- TEXT FOR ANALYSIS -
What is interesting is what Mark comments at the end of that passage. He says the reason they could not believe, the reason their hearts were hardened, was they had not gained any insight from the incident with the loaves. Mark says that. In other words, Jesus says, "Fantastic, you learned in theory what my provision is like when we sat on the green grass, but we're going to have to take you out on the lake. We're going to have to see how that theory holds up when it's you who's in the midst of the trial."

God always uses a testing. God is in the business of making sure our faith and our worship in Christ isn't just theory, but in many ways it gets tested in the acid bath of reality. So God is in the business of using whatever means, trials included, to develop within us something that is so precious even if it means using the worst of pain to do it at times.

Time out for just a second, because I know there are some of you in here who are going, "Wait a minute. That sounds great and all, but you don't know me. You don't know what he did to me when I was little. You don't know what it was like in that hospital room when I had to turn off the life support and watch my son or my daughter or my sibling or my spouse die, and you want to tell me that event was God testing me to produce something within me? What kind of sick and cruel God is that? Surely, there was another way God could've used something to teach me a lesson than that. What kind of wickedness is that in our God?"

If that's you, if that's where you are, I want to affirm that as an honest struggle with some honest questions, but I want to encourage you to hang in there. That is exactly what we're going to deal with next week in verse 13 and following when we deal with the problem of evil and how God uses it in his sovereignty to accomplish his goodwill and how we are to respond and how we're not to respond in those particular settings.

[Stored records]
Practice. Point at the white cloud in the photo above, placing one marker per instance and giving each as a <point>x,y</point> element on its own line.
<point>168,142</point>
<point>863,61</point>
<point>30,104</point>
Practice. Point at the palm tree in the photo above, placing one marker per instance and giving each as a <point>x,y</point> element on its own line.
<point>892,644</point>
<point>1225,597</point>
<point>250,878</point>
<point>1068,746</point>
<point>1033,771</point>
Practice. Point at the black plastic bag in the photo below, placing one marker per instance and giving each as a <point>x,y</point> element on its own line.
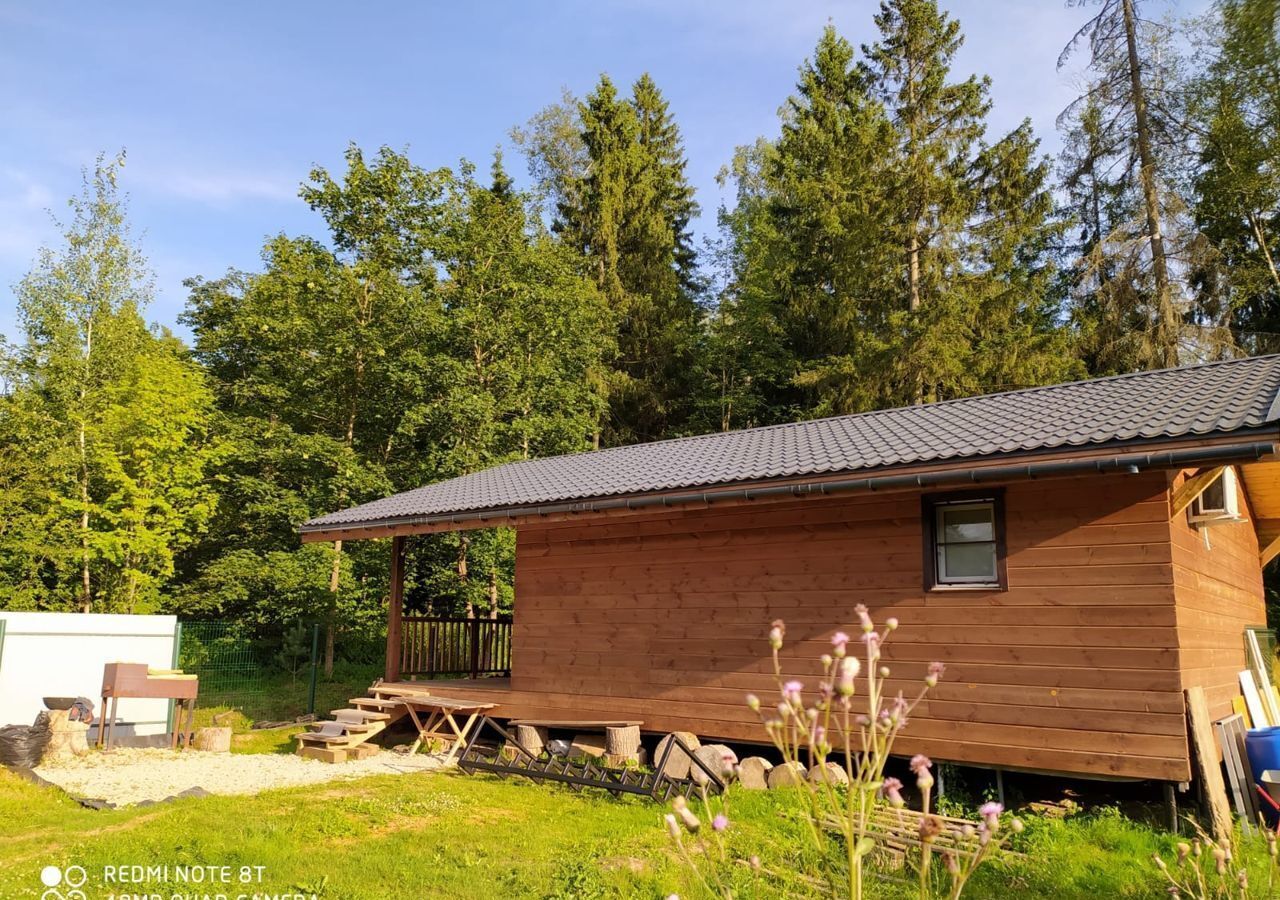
<point>22,745</point>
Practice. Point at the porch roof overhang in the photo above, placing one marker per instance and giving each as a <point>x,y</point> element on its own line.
<point>1197,416</point>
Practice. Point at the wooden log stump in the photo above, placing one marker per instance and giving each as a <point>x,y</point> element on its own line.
<point>787,775</point>
<point>586,745</point>
<point>677,761</point>
<point>753,773</point>
<point>533,738</point>
<point>213,740</point>
<point>716,757</point>
<point>622,744</point>
<point>831,773</point>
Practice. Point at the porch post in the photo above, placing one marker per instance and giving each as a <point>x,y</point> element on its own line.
<point>394,610</point>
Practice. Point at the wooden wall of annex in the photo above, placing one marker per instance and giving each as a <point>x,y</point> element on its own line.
<point>1217,583</point>
<point>1074,668</point>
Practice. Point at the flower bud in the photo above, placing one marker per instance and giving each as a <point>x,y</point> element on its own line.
<point>846,676</point>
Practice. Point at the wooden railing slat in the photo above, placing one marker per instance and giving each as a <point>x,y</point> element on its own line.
<point>455,645</point>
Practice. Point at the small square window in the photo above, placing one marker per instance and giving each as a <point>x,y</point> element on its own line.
<point>964,542</point>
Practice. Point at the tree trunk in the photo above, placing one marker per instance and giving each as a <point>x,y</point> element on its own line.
<point>1166,323</point>
<point>334,581</point>
<point>464,543</point>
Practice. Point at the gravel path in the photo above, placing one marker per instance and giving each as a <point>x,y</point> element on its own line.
<point>127,776</point>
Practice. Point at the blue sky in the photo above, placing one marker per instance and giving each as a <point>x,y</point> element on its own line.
<point>224,106</point>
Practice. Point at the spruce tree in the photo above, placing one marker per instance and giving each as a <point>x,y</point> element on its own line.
<point>1235,273</point>
<point>629,214</point>
<point>882,249</point>
<point>1124,135</point>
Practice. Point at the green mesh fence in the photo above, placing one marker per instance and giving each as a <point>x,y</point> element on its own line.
<point>277,672</point>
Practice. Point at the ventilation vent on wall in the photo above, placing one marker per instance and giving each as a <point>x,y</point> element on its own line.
<point>1219,503</point>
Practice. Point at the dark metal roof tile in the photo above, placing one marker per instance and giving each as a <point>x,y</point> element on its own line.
<point>1214,398</point>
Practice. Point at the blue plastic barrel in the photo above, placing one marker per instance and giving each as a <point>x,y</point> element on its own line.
<point>1262,747</point>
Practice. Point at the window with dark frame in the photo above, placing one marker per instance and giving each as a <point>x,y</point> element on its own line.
<point>964,542</point>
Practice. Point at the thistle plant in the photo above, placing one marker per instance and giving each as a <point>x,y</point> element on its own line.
<point>1203,868</point>
<point>851,721</point>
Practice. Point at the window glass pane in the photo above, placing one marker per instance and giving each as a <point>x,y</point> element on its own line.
<point>972,562</point>
<point>961,524</point>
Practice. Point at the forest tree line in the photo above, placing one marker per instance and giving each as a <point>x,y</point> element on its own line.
<point>885,246</point>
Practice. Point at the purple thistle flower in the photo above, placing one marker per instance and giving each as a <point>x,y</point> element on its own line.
<point>892,790</point>
<point>849,668</point>
<point>990,813</point>
<point>776,633</point>
<point>837,642</point>
<point>936,670</point>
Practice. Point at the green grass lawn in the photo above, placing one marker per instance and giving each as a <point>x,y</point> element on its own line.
<point>448,835</point>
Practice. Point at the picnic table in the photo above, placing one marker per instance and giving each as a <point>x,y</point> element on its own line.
<point>434,717</point>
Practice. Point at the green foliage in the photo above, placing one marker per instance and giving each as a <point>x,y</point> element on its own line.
<point>882,251</point>
<point>1237,177</point>
<point>625,204</point>
<point>447,332</point>
<point>105,428</point>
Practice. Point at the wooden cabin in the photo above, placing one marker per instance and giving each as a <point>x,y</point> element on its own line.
<point>1075,554</point>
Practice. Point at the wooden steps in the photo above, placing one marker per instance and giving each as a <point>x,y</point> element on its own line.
<point>359,716</point>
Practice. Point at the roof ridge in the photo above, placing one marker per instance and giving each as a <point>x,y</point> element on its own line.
<point>1274,412</point>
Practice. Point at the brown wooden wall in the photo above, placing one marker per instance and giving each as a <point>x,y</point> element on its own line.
<point>1219,592</point>
<point>662,616</point>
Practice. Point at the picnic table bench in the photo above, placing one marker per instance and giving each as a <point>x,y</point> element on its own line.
<point>434,717</point>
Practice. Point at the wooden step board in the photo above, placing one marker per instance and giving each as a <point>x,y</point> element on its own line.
<point>359,716</point>
<point>336,741</point>
<point>373,703</point>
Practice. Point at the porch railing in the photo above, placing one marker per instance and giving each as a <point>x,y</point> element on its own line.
<point>458,647</point>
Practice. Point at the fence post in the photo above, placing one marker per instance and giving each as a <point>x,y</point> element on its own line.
<point>177,652</point>
<point>475,647</point>
<point>315,652</point>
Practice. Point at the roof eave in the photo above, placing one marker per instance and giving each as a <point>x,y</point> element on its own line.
<point>1112,456</point>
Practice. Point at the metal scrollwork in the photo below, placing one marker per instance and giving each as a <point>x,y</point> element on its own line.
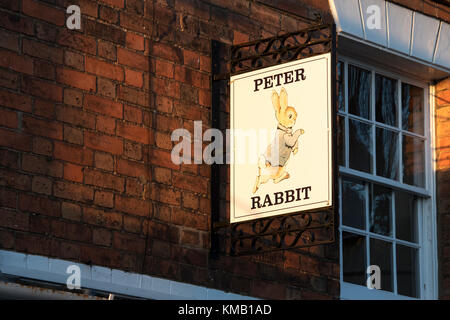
<point>287,47</point>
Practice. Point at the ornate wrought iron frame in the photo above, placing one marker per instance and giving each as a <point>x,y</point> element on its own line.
<point>283,232</point>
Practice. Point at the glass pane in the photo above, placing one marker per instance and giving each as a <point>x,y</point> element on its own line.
<point>407,271</point>
<point>381,255</point>
<point>381,213</point>
<point>341,90</point>
<point>387,153</point>
<point>412,108</point>
<point>341,140</point>
<point>413,161</point>
<point>354,258</point>
<point>406,207</point>
<point>360,146</point>
<point>386,100</point>
<point>353,204</point>
<point>359,84</point>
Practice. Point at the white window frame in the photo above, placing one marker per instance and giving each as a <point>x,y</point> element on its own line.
<point>427,229</point>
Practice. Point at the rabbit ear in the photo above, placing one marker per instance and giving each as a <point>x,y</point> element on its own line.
<point>275,101</point>
<point>283,99</point>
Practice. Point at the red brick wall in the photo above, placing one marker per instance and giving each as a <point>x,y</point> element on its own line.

- TASK DESCRIPTION -
Rewrite the sermon excerpt starting at "If that's you, if" and ending at "those particular settings.", replacing "next week" with "next Sunday".

- PROBLEM SOLUTION -
If that's you, if that's where you are, I want to affirm that as an honest struggle with some honest questions, but I want to encourage you to hang in there. That is exactly what we're going to deal with next Sunday in verse 13 and following when we deal with the problem of evil and how God uses it in his sovereignty to accomplish his goodwill and how we are to respond and how we're not to respond in those particular settings.